Problem » Your task is to repeat all of the material exactly.

———

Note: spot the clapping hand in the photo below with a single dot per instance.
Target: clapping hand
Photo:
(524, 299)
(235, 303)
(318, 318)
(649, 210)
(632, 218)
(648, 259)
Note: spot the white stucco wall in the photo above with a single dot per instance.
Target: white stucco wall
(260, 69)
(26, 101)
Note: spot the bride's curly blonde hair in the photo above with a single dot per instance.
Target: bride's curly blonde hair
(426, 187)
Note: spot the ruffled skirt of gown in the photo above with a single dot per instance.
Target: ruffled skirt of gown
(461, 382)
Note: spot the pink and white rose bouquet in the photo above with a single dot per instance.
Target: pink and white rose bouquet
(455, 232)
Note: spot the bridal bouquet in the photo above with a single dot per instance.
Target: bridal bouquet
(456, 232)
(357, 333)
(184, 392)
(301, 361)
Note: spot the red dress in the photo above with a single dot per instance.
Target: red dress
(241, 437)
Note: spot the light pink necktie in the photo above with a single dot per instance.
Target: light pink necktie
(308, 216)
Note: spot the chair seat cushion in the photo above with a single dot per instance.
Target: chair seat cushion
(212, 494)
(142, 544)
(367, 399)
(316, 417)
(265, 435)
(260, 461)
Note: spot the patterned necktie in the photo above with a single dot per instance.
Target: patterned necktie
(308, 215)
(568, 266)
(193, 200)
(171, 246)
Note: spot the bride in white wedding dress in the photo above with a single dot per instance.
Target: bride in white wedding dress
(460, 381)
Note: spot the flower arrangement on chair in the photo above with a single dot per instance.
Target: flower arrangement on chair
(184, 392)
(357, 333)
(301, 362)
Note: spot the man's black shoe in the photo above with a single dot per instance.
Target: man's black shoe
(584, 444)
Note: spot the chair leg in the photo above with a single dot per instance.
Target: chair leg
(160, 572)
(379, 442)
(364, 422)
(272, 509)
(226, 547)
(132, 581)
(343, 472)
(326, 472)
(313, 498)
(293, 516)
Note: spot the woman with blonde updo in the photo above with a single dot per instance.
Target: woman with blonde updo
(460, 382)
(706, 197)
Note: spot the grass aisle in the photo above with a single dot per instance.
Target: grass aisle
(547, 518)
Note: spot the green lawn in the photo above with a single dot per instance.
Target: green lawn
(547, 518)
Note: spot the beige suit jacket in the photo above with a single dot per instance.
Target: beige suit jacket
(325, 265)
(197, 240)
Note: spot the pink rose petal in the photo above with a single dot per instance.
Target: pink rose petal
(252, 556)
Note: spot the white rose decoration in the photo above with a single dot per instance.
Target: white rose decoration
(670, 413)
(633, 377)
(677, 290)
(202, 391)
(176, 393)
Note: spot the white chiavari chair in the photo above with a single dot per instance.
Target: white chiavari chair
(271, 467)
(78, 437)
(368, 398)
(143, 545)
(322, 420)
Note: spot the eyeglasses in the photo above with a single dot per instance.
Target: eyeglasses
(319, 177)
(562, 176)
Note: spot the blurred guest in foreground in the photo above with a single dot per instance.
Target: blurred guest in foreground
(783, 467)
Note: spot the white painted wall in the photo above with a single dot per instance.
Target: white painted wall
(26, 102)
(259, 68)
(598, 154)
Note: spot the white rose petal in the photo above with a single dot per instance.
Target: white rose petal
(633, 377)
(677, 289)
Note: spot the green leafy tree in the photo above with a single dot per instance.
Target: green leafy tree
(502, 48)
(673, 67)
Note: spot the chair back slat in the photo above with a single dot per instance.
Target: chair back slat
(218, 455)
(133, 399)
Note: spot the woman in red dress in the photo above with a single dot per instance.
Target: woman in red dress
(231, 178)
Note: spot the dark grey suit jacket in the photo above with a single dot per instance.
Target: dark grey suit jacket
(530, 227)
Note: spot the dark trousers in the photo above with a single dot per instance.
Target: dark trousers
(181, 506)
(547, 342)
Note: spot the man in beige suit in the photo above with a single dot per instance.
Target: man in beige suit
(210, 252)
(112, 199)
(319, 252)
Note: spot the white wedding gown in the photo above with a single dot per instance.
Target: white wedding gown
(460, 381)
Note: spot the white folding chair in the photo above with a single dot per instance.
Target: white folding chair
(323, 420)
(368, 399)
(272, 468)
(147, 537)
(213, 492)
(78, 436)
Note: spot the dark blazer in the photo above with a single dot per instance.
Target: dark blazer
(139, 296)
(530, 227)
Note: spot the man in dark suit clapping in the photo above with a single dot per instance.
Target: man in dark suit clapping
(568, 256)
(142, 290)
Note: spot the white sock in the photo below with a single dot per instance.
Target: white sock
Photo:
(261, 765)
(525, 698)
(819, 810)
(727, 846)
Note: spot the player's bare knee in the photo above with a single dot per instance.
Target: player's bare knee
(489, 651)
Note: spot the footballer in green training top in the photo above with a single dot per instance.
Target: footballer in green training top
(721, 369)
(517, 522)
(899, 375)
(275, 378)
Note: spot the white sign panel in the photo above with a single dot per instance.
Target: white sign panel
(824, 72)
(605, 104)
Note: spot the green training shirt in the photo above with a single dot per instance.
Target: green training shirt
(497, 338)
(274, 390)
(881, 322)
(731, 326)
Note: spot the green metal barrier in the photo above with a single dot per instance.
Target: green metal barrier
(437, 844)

———

Task result »
Note: spot the clapping hand in the photo below with a single dot per instance.
Target: clapping hand
Photo:
(524, 299)
(235, 303)
(318, 318)
(649, 210)
(632, 218)
(648, 259)
Note: spot the white stucco wall in the photo above with a single dot per instance.
Target: white stucco wall
(260, 69)
(26, 101)
Note: spot the bride's curly blonde hair in the photo above with a single dot per instance.
Target: bride's curly blonde hair
(426, 187)
Note: spot the ruffled skirt of gown in the photo above with a single dot per instance.
Target: ruffled skirt of gown
(461, 382)
Note: spot the pink and white rose bouquet in the photo above with a single dot per instance.
Target: pink and white rose bouquet
(455, 232)
Note: spot the bridal bouquet in the photo above with a single dot per instance.
Target: bridal bouquet
(456, 232)
(357, 333)
(184, 392)
(301, 361)
Note: spot the red dress in the photo above with a single dot per instance.
Target: red dress
(241, 437)
Note: spot the light pink necktie in the photo above with a single dot per instance.
Target: light pink necktie
(308, 216)
Note: spot the chair seat cushion in the photo above with a single dot per instance.
Target: chair seat cushion
(212, 494)
(142, 544)
(367, 399)
(316, 417)
(265, 435)
(260, 461)
Note: spot the patterned necktie in the photo above with a single dot per instance.
Target: patterned necktie
(308, 215)
(568, 266)
(193, 200)
(171, 246)
Note: spot the bride in white wedding dress in the photo above with a single dot per instance.
Target: bride in white wedding dress
(460, 381)
Note: spot the flower arrangement on chair in the photo above with a single dot per instance.
Target: flower arrangement on chair
(184, 392)
(357, 333)
(301, 362)
Note: spot the man's black shoe in the photo above with a single dot per instance.
Target: man's black shoe
(584, 444)
Note: spot the chair leg in the photo above with a single dot per instance.
Target: chair leg
(160, 572)
(379, 442)
(364, 422)
(272, 509)
(226, 547)
(132, 581)
(343, 472)
(326, 472)
(313, 498)
(293, 516)
Note: spot the woman with blonde updo in the photo above with a single dot per instance.
Target: woman with blonde updo
(460, 382)
(706, 197)
Note: spot the grass aisle in the photo above with a single dot per instance.
Target: grass aisle
(547, 518)
Note: spot the green lawn in the photo above with a single dot per instance.
Target: green lawn
(547, 518)
Note: spot the beige suit jacket in the photo above with a single dot per instance.
Target: beige suit jacket
(325, 265)
(197, 240)
Note: spot the pink rose petal in the photo above with a single dot per instance.
Target: pink rose petal
(252, 556)
Note: spot the white rose decoration in the photo above with a single dot per instance.
Target: white rose decoration
(670, 413)
(633, 377)
(677, 290)
(202, 391)
(176, 393)
Note: spot the white chiavari chair in the photo above with a single dot per instance.
Target: white chiavari chair
(271, 467)
(78, 437)
(368, 398)
(143, 545)
(322, 420)
Note: spot the eyeglasses in the photo above with a single dot per instance.
Target: eyeglasses
(319, 177)
(562, 176)
Note: spot the blurred guest in foreground in the photo above with a single dot per instance.
Target: blurred guest in foreground
(783, 467)
Note: spot the white painted wall in the photo above with a single dot per instance.
Target: white painted wall
(26, 102)
(259, 68)
(598, 154)
Note: spot the white rose petal in the photo above with a single dot per instance.
Target: white rose petal
(633, 377)
(677, 289)
Note: spot the green leafy tree in the photo above with a single dot per instance.
Target: green leafy tree
(502, 48)
(673, 67)
Note: spot the chair back slat in the photo above with a single dot per instance.
Target: chair back slat
(218, 455)
(133, 399)
Note: spot the woman in red dress in the photo above with a single dot per instance.
Target: woman in red dress
(231, 178)
Note: spot the dark grey suit jacket in the photo above with a single dot per instance.
Target: dark grey suit jacket
(530, 227)
Note: spot the dark trousers in the photo above with a single dot per instance.
Target: dark trousers
(181, 506)
(547, 342)
Note: spot the man in beige suit in the photo above with a single dot per instance.
Target: man in beige suit
(210, 252)
(112, 199)
(319, 252)
Note: spot the white wedding gown in the photo above with a single dot per instance.
Target: white wedding gown
(460, 381)
Note: spot the white folding chair in the photo above with a single dot per instance.
Target: white folding chair
(323, 420)
(368, 399)
(272, 468)
(147, 537)
(213, 492)
(78, 436)
Note: spot the dark blazer in the photo above with a single dot per instance.
Target: dark blazer
(139, 296)
(530, 227)
Note: spot the man in dark suit clapping in the photo above with a single dot per instance.
Target: man in dark suit clapping
(568, 256)
(142, 290)
Note: spot the white sock in the photo below with a single dot per instance.
Target: white sock
Photo:
(261, 765)
(525, 698)
(819, 810)
(727, 846)
Note: spot the player's bare knee in the photo above with a single dot per instance.
Target: player's bare knee
(489, 651)
Note: spot the footballer in green training top in the photo above with a single dot per instance.
Target: footballer in green training top
(721, 369)
(517, 522)
(899, 375)
(275, 378)
Note: spot the white sign panel in the photo above with a single dot per instance.
Target: white sign panel
(824, 72)
(605, 104)
Note: spot the green training shirt in the photo above with a single dot per instance.
Target: green training shirt
(497, 338)
(274, 390)
(881, 322)
(731, 326)
Note: spot the green metal barrier in the photo above with a single dot per instance.
Target: green metal barrier
(437, 844)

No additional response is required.